Text segment -
The US is now sustaining a force the size of the force in Vietnam at the war's peak for a multi year war far more intense than Vietnam. Ukraine is consuming SAMs and SAM systems at a much higher rate than they are produced. The US army trains 60k recruits a year. Japan trains 10k. Ukraine is going to have to train many tens of thousands per year for the next decade or two, both for this war and for the next. Germany about 200 tanks, Ukraine has lost around a thousand. Comparing the size of the Ukrainian army to NATO militaries shows how Ukraine absolutely dwarfs the UK or Germany. Sustaining, training arming and then reconstituting this massive military is going to be an endless black hole for resources for several decades.
Meanwhile the US is stuck with a bunch of conflicts in the middle east and is trying to outcompete the world's manufacturing super power in an arms race.
Russia doesn't have to defeat the US, they just need to make it impossible for the US to handle all the problems at the same time.
The US wanted to pull out of Afghanistan, regime change Russia and focus on China. Now they are stuck in a massive war against a Russia that is ramping up arms production by several hundred percent, they are sustaining a large force in the middle east and the pivot to Asia isn't really happening.
The USA is able to maintain this level of investment in Ukraine while keeping a large force on station in the Middle East. Russia is throwing everything it has at that one theater.

[Extracted data entries]
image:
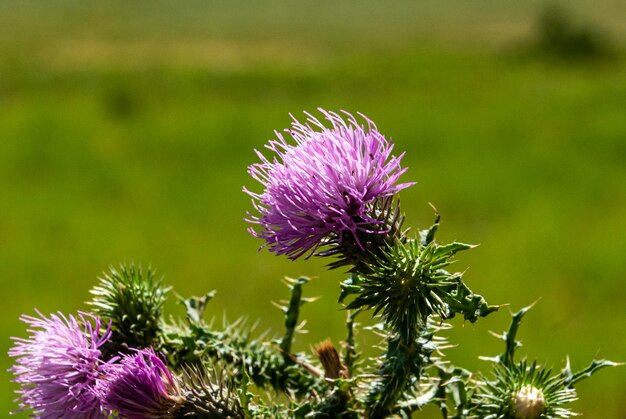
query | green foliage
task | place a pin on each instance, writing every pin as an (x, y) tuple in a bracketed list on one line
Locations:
[(133, 303), (520, 390)]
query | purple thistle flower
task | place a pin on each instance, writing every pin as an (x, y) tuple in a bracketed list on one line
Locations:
[(323, 185), (58, 366), (141, 386)]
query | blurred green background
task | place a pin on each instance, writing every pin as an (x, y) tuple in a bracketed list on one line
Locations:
[(126, 129)]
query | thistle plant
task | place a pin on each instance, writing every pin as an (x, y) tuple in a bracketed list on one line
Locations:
[(329, 190)]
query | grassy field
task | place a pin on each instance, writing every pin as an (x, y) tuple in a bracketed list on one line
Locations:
[(126, 130)]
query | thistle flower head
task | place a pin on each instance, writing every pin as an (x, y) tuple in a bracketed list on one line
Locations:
[(58, 365), (141, 386), (324, 185)]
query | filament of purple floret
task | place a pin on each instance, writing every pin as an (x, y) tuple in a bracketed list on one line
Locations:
[(58, 365), (323, 184), (139, 386)]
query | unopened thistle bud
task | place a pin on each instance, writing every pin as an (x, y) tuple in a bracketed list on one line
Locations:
[(329, 357), (528, 403)]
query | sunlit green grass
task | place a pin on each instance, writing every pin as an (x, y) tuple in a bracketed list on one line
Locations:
[(108, 162)]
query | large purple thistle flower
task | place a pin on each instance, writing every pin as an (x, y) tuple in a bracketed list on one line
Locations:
[(141, 386), (58, 366), (324, 184)]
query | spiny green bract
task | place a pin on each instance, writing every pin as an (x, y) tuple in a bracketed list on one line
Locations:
[(133, 301), (520, 390), (408, 283)]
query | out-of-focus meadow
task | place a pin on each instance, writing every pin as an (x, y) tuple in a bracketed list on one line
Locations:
[(126, 129)]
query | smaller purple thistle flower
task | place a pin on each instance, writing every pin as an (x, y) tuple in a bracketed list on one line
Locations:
[(59, 364), (325, 184), (141, 386)]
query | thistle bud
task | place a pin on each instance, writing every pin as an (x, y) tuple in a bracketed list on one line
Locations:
[(528, 403)]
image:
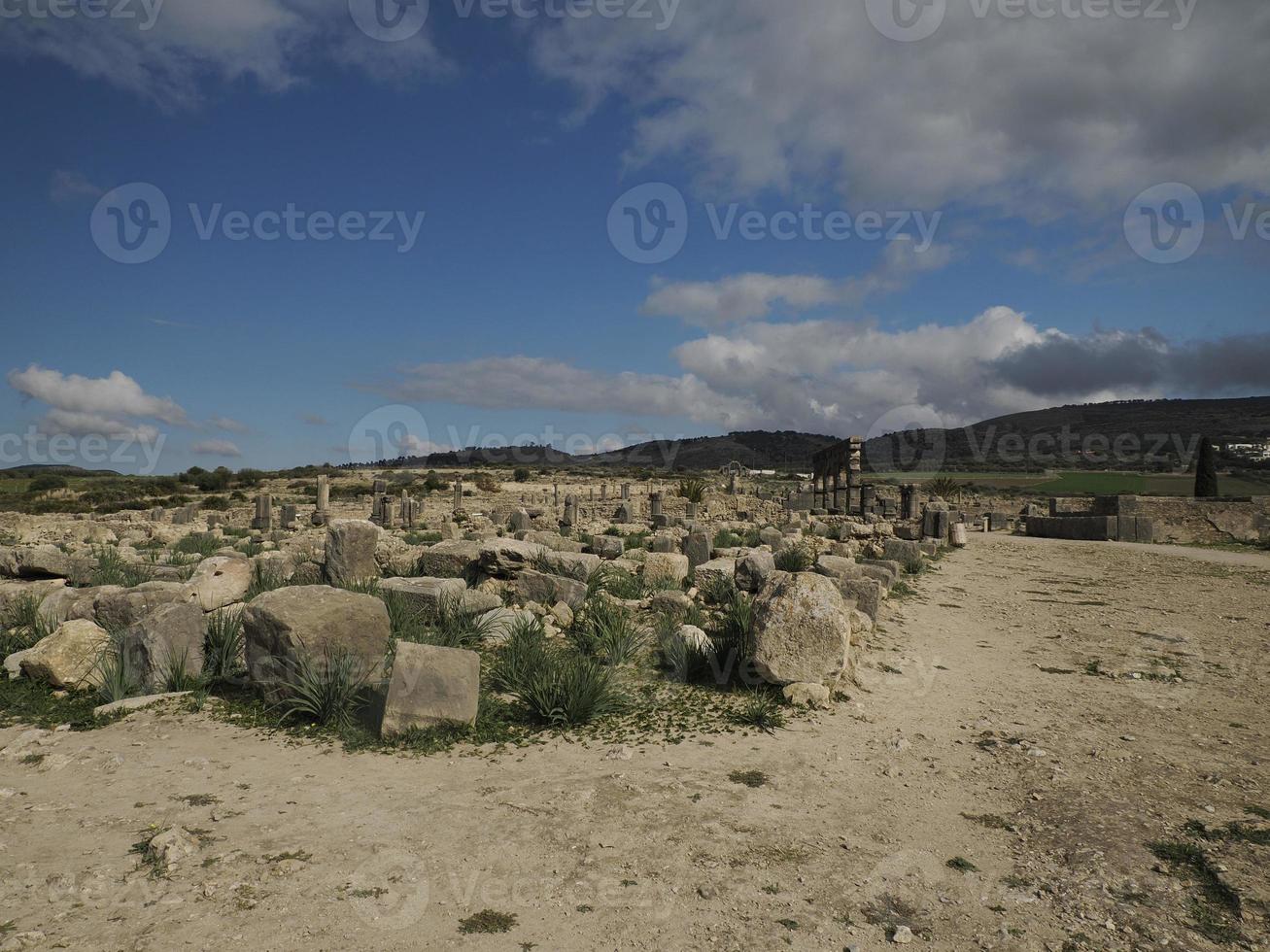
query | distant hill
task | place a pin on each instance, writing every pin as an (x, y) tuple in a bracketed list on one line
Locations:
[(20, 472), (1132, 434)]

Prompt -
Extend the passage above on the military strain facing the US, Ukraine, and Russia, picking up after its final sentence.

Exercise result -
No doubt the USA is stretched fairly thin, but it has the ability to maintain a much bigger force on multiple stations compared to the competition.
Even the thinness of the US is questionable. What, specifically, is being thinned out here? The naval power that would go to the Pacific in a China war? The armies not swarming into the middle east's latest conflagration, and with minimal use in a China conflict?
There are absolutely limits to what the US military can do... but in a very real sense, the Ukraine War is freeing up large parts of the US military, because one of the main missions of the US Army and Airforce is to fight the Russians in Europe. That's, uh, not necessary as long as the Russians are committed to Ukraine. And depending on how much longer it continues, quite possibly not necessary for several years afterwards, even as the military-industrial expansion justified on grounds of helping Ukraine can be utilized in other ways.
In military-economic terms, Ukraine is a very cost-effective fixing action- something that is the antithesis of an overextension.
Strongly agree.
America is not more overextended by the Ukraine war than Russia is, and “War against Russian-led forces in Eastern Europe specifically” was the stated design purpose of decades of generations of American equipment development, military organization, and even internal (and external) propaganda.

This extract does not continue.